┌──
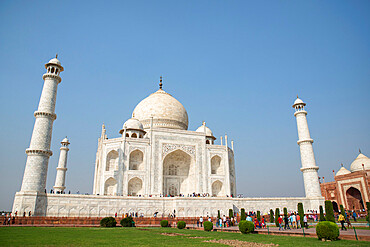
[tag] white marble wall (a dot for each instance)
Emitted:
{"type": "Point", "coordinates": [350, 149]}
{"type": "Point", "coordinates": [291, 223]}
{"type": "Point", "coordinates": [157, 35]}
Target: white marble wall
{"type": "Point", "coordinates": [92, 205]}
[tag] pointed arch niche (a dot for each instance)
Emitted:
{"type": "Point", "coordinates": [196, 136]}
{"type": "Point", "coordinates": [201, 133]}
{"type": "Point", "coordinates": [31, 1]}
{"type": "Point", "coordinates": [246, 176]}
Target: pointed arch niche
{"type": "Point", "coordinates": [112, 161]}
{"type": "Point", "coordinates": [110, 187]}
{"type": "Point", "coordinates": [136, 160]}
{"type": "Point", "coordinates": [216, 168]}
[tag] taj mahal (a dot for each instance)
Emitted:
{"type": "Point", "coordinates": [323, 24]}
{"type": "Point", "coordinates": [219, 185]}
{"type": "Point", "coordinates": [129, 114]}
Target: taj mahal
{"type": "Point", "coordinates": [154, 164]}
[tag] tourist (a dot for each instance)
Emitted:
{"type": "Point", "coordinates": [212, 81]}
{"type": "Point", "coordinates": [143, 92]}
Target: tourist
{"type": "Point", "coordinates": [305, 221]}
{"type": "Point", "coordinates": [341, 220]}
{"type": "Point", "coordinates": [286, 222]}
{"type": "Point", "coordinates": [263, 222]}
{"type": "Point", "coordinates": [294, 221]}
{"type": "Point", "coordinates": [298, 218]}
{"type": "Point", "coordinates": [280, 221]}
{"type": "Point", "coordinates": [249, 218]}
{"type": "Point", "coordinates": [348, 223]}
└──
▸ **What is needed**:
Reproduce the entire listing above line for line, without any changes, but leave out the picture.

▸ **Output of the exercise**:
[tag] white marble wall (a dot for each instance)
Emitted:
{"type": "Point", "coordinates": [350, 149]}
{"type": "Point", "coordinates": [291, 223]}
{"type": "Point", "coordinates": [157, 35]}
Target: white marble wall
{"type": "Point", "coordinates": [92, 205]}
[tag] pointed arch niche (a dot for each instance)
Emitted:
{"type": "Point", "coordinates": [196, 136]}
{"type": "Point", "coordinates": [201, 133]}
{"type": "Point", "coordinates": [31, 1]}
{"type": "Point", "coordinates": [246, 176]}
Target: pointed arch niche
{"type": "Point", "coordinates": [112, 161]}
{"type": "Point", "coordinates": [110, 187]}
{"type": "Point", "coordinates": [136, 160]}
{"type": "Point", "coordinates": [216, 168]}
[tag] taj mahal (a dot for each instance)
Emitted:
{"type": "Point", "coordinates": [323, 24]}
{"type": "Point", "coordinates": [219, 185]}
{"type": "Point", "coordinates": [129, 114]}
Target: taj mahal
{"type": "Point", "coordinates": [154, 164]}
[tag] tourist (a dot for each instance)
Emitted:
{"type": "Point", "coordinates": [212, 81]}
{"type": "Point", "coordinates": [143, 92]}
Target: tourist
{"type": "Point", "coordinates": [305, 221]}
{"type": "Point", "coordinates": [341, 220]}
{"type": "Point", "coordinates": [286, 222]}
{"type": "Point", "coordinates": [263, 222]}
{"type": "Point", "coordinates": [294, 221]}
{"type": "Point", "coordinates": [298, 218]}
{"type": "Point", "coordinates": [280, 221]}
{"type": "Point", "coordinates": [249, 218]}
{"type": "Point", "coordinates": [348, 223]}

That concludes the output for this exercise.